• **Coordinate annotation records**
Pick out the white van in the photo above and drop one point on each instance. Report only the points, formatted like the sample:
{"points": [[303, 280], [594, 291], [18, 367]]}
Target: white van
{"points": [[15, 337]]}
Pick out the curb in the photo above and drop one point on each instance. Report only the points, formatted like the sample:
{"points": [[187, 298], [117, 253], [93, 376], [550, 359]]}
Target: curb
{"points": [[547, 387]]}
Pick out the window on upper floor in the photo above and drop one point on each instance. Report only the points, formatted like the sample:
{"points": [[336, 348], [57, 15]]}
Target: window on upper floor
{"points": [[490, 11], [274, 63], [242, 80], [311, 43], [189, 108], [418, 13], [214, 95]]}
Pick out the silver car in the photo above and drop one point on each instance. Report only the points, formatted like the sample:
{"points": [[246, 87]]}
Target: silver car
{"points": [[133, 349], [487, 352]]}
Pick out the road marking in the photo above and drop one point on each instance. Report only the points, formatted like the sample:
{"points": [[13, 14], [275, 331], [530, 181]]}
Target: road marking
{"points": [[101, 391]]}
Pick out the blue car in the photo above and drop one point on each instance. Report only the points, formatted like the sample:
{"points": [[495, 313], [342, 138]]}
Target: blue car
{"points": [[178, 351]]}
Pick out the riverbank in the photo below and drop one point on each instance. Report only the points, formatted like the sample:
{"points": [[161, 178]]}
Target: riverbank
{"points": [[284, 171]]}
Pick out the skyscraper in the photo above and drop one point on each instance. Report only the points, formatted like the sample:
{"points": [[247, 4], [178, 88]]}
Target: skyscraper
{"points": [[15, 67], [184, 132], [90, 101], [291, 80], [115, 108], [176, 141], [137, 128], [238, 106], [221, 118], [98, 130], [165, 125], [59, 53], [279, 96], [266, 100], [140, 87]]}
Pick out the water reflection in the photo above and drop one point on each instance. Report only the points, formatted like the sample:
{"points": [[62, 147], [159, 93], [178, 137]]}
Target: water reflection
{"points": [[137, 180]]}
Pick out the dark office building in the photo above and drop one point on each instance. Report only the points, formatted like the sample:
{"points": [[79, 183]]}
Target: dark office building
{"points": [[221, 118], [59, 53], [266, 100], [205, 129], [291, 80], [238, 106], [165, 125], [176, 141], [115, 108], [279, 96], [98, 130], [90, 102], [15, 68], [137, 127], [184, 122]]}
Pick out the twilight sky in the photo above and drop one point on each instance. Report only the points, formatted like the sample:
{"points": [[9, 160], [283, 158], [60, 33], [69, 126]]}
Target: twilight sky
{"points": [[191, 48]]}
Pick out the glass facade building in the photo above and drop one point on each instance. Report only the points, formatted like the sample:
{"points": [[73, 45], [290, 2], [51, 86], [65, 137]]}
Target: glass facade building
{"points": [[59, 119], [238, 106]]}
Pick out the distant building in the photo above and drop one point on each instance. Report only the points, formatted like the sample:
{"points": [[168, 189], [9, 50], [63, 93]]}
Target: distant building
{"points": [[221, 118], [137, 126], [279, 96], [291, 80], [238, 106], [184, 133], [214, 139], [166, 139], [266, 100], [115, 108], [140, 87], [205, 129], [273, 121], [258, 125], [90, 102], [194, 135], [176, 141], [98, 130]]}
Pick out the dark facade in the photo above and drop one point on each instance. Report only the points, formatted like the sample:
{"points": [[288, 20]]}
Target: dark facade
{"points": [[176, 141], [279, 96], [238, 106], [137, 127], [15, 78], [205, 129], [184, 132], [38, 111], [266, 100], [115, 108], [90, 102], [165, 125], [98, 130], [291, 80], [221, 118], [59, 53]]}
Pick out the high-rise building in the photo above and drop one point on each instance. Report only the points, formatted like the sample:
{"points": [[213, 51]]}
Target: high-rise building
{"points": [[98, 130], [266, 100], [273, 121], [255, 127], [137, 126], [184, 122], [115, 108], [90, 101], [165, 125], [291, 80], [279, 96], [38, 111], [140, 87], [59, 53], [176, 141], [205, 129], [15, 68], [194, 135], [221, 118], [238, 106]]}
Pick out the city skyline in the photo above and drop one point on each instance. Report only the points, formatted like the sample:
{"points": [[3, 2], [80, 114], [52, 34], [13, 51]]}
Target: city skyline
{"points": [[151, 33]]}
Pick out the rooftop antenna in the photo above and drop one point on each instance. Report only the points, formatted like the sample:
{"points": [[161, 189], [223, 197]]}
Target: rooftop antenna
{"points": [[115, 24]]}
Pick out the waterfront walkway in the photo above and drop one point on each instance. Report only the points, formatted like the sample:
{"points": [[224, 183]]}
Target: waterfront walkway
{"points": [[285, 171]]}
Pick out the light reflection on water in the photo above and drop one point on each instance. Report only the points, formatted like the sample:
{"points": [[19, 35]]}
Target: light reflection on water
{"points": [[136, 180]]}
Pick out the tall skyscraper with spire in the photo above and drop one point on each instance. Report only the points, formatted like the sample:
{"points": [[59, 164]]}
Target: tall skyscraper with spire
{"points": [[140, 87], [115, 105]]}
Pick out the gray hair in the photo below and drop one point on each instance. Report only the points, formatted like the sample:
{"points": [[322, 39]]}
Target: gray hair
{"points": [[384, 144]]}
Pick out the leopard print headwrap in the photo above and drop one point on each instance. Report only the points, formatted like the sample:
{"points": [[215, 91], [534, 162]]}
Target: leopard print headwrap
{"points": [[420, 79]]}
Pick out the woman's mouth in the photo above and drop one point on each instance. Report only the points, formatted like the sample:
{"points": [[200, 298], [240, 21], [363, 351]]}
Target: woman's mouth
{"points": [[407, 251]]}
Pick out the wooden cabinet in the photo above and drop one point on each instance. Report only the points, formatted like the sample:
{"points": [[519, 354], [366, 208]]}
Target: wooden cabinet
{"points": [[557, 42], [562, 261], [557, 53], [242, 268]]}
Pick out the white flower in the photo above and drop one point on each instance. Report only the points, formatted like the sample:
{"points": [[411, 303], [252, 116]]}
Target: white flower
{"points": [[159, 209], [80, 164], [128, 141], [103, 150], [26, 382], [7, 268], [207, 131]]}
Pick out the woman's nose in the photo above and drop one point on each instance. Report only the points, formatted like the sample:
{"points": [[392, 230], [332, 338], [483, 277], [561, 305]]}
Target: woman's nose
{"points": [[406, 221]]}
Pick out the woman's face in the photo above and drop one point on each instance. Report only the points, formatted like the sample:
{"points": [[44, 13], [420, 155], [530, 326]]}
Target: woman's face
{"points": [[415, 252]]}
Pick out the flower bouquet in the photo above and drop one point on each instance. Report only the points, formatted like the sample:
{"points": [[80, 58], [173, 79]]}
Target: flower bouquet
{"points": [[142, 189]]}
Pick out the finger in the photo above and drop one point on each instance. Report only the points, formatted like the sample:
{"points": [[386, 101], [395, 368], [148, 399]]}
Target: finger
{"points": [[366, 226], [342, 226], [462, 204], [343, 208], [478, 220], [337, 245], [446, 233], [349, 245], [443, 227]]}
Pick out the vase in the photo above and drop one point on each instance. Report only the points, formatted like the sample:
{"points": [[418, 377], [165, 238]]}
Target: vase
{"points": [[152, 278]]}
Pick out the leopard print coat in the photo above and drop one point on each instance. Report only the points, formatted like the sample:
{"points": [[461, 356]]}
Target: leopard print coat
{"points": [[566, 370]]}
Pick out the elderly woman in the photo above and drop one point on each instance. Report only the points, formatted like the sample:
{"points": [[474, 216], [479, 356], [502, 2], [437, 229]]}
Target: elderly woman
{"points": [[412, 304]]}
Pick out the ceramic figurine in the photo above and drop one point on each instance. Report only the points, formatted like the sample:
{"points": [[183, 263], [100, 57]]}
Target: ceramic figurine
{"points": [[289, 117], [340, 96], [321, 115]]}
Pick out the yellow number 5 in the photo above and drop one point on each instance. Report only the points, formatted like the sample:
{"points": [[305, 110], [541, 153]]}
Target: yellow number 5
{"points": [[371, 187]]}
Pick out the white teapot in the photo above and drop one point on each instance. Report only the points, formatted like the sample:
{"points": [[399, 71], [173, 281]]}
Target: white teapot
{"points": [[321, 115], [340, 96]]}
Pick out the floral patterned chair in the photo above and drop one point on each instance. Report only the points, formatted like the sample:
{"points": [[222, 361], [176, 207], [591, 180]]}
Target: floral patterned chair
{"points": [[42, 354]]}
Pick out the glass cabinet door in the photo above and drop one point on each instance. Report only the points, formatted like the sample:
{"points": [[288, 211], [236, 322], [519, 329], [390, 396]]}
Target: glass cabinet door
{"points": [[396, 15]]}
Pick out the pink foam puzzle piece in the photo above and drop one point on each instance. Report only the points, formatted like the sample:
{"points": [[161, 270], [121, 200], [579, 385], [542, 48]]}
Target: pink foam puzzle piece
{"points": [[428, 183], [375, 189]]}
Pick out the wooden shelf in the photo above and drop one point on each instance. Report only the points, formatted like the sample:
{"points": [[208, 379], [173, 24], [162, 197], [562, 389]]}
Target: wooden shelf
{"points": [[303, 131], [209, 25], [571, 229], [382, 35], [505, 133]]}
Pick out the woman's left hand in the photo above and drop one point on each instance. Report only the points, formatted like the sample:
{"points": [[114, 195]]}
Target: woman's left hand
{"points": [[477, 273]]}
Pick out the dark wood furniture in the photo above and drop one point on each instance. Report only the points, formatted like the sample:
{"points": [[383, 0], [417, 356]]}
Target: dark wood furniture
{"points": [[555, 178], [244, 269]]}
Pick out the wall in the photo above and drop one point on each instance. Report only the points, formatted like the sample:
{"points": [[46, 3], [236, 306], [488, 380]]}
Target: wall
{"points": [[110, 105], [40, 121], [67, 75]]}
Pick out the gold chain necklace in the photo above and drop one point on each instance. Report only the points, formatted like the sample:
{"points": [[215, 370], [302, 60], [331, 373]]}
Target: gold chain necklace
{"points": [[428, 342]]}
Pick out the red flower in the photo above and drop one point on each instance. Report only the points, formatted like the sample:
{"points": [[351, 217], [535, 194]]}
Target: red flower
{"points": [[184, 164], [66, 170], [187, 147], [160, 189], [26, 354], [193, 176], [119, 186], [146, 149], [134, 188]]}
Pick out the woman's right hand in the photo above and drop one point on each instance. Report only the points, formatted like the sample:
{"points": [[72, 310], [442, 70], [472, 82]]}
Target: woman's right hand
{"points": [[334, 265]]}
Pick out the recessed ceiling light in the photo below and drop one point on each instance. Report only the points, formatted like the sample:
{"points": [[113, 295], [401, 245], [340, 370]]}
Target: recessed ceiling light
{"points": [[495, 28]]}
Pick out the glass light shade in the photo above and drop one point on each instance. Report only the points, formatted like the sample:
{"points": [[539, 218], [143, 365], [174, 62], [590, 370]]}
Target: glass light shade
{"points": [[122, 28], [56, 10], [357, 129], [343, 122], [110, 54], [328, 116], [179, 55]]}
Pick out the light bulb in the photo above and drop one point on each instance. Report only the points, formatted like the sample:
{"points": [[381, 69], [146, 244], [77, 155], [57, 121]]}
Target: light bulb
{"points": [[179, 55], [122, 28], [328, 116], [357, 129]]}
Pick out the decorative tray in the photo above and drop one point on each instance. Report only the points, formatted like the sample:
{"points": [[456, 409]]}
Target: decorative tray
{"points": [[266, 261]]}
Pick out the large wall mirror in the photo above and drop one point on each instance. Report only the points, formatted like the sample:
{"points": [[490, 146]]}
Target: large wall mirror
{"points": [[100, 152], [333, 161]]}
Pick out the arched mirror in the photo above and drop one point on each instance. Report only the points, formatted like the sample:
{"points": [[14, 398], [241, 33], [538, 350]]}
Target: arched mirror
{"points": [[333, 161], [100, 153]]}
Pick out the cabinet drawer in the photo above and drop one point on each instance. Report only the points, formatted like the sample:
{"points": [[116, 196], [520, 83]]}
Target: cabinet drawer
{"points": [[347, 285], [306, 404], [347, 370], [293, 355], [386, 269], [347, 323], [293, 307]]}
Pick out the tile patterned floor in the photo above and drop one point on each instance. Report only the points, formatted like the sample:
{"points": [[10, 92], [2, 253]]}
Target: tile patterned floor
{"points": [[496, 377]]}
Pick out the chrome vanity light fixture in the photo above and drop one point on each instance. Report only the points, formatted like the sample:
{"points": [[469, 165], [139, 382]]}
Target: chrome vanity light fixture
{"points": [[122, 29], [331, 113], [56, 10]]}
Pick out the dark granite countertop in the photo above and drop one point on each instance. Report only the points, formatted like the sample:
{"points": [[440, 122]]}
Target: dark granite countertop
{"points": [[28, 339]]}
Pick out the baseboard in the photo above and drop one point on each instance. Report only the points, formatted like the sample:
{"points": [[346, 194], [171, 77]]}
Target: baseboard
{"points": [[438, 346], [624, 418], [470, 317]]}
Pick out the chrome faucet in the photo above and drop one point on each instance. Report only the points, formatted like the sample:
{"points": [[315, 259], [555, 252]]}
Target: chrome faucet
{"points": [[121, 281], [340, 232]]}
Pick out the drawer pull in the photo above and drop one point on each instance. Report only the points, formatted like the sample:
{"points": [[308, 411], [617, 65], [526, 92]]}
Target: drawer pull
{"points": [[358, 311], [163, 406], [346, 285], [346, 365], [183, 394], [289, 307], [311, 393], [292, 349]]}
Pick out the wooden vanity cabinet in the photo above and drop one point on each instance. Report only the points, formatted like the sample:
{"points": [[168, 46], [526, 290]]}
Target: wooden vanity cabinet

• **EXERCISE BRIEF**
Transcribe the records above exactly, but only from the line that contains "Pick out the chrome vanity" through their final line, inclusive.

• **OUTPUT FOR THIS TASK**
Pick out the chrome vanity light fixture in the photo above and drop one point on each instance. Report only the points, formatted like the sample:
{"points": [[469, 165], [139, 382]]}
Target: chrome vanity light fixture
{"points": [[122, 29], [331, 113], [56, 10]]}
Pick out the dark granite countertop in the photo above and drop one point on each instance. Report only the points, formatted like the sample:
{"points": [[440, 122]]}
Target: dark granite countertop
{"points": [[28, 339]]}
Pick out the baseboard in the photo above and drop one point on each instance. Report only the points, formatted like the sample:
{"points": [[346, 194], [171, 77]]}
Target: baseboard
{"points": [[438, 346], [624, 418], [470, 317]]}
Pick out the chrome faucet in the photo above and drop one point on each instance. Report only the points, formatted like the sample:
{"points": [[315, 259], [555, 252]]}
Target: chrome faucet
{"points": [[121, 281], [340, 232]]}
Pick out the drawer pull in the photo above and drop one point on each instance. Report only the points, formatted like the sample:
{"points": [[308, 411], [617, 65], [526, 92]]}
Target: drawer pull
{"points": [[358, 311], [163, 406], [346, 285], [346, 365], [183, 394], [289, 307], [311, 393], [292, 349]]}
Pick out the wooden vanity cabinet in the photo above and drop one point on each instance. Report only the points, formatted like the sample:
{"points": [[168, 46], [526, 290]]}
Target: wooden vanity cabinet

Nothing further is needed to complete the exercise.